**Written exercise:** Set out the part of the listing below that opens with the line containing "of the rocky" and closes with the line containing "column 53, row 52", both included, as a numbered list without blank lines. Leave the pictures out.

**Information provided:**
━━━━━━━━━━

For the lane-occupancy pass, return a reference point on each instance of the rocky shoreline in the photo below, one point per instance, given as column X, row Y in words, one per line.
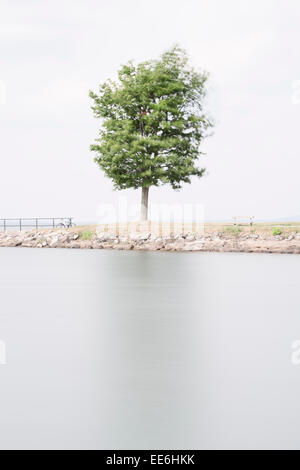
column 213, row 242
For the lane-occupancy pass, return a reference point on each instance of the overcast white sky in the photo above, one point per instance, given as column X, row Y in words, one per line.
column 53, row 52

━━━━━━━━━━

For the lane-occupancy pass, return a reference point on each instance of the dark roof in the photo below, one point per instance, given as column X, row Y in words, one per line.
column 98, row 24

━━━━━━━━━━

**Output for this task:**
1. For the lane-occupancy pass, return a reference point on each instance of the rocky shoreline in the photo below, one point per instance, given as column X, row Y in words, one per line.
2. column 213, row 242
3. For the lane-occupancy pass, return a reference point on each instance of the overcast white sky in the photo above, one point per instance, given as column X, row Y in words, one per line.
4. column 53, row 52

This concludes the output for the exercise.